* _TEXT EXCERPT_
========================

Intake for data engineers#

Intake supports data engineers with the provision of data and with the specification of the data sources, the distribution of the data, the parameterisation of the user options etc. This makes it easier for data scientists to access the data afterwards, as the possible options are already specified in the catalog.

[1]:
import hvplot.pandas
import intake


intake.output_notebook()

Intake data sets are loaded with so-called drivers, some come with the intake package, but others have to be reloaded as plug-ins. You can display the available drivers as follows:

[2]:
list(intake.registry)

========================

Entries from a dataset
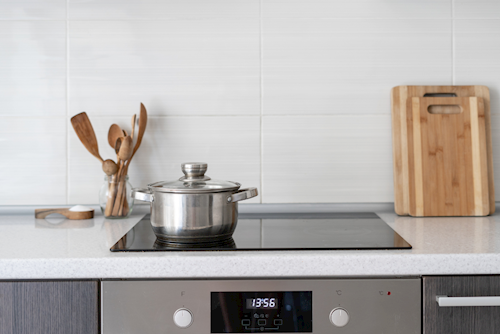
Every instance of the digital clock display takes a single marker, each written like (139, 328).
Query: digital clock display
(261, 312)
(262, 303)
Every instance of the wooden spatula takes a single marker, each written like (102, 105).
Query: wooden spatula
(85, 132)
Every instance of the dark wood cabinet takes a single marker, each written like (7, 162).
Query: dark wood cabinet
(461, 319)
(49, 307)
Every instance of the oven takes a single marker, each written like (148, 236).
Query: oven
(302, 305)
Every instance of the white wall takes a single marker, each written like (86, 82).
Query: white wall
(291, 96)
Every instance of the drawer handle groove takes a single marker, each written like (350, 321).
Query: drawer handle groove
(445, 301)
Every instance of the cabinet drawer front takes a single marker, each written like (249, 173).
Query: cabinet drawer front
(460, 319)
(55, 307)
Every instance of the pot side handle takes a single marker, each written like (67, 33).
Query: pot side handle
(142, 194)
(242, 194)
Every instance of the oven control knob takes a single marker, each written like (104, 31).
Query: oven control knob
(183, 318)
(339, 317)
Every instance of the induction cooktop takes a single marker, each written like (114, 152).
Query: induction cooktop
(295, 231)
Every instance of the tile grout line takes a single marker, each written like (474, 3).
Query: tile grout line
(67, 104)
(261, 106)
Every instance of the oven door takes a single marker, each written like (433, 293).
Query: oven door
(376, 306)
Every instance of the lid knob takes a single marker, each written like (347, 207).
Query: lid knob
(194, 171)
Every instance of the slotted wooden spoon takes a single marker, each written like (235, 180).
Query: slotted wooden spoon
(85, 132)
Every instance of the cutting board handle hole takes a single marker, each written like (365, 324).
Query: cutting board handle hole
(444, 109)
(440, 95)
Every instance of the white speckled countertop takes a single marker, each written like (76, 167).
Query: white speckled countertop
(55, 248)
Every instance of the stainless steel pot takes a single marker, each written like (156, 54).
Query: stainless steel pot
(194, 208)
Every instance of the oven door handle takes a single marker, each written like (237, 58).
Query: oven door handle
(445, 301)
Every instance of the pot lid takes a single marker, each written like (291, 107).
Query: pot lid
(194, 181)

========================

* _WHAT THIS EXERCISE ASKS_
#1 In the text on Intake for data engineers, reproduce the passage that begins at "Intake supports data" and stops after "intake.output_notebook()", changing "data scientists" to "analysts".
#2 Extend the text on Intake for data engineers beyond its final line.

* _PER-TASK OUTPUTS_
#1
Intake supports data engineers with the provision of data and with the specification of the data sources, the distribution of the data, the parameterisation of the user options etc. This makes it easier for analysts to access the data afterwards, as the possible options are already specified in the catalog.

[1]:
import hvplot.pandas
import intake


intake.output_notebook()

#2
[2]:
['parquet',
 'alias',
 'catalog',
 'csv',
 'intake_remote',
 'json',
 'jsonl',
 'ndzarr',
 'numpy',
 'textfiles',
 'tiled',
 'tiled_cat',
 'yaml_file_cat',
 'yaml_files_cat',
 'zarr_cat']

Each of these drivers is assigned an intake.open_* function. It is also possible to refer to drivers by the fully qualified name (e.g. package.submodule.DriverClass). In the following example, however, we will focus on the csv driver that is included in the standard Intake installation.

In general, the first step in writing a catalog entry is to use the appropriate open_* function to create a DataSource object:

[3]:
source = intake.open_csv(
    "https://timeseries.weebly.com/uploads/" "2/1/0/8/21086414/sea_ice.csv"
)

The above specification has now created a DataSource object, but has not yet checked whether the data can actually be accessed. To test whether the loading was really successful, the source itself can be opened (source.discover) or read (source.read):

[4]:
source.discover()
[4]:
{'dtype': {'Time': 'object', 'Arctic': 'float64', 'Antarctica': 'float64'},
 'shape': (None, 3),
 'npartitions': 1,
 'metadata': {}}
[5]:
df = source.read()

df.head()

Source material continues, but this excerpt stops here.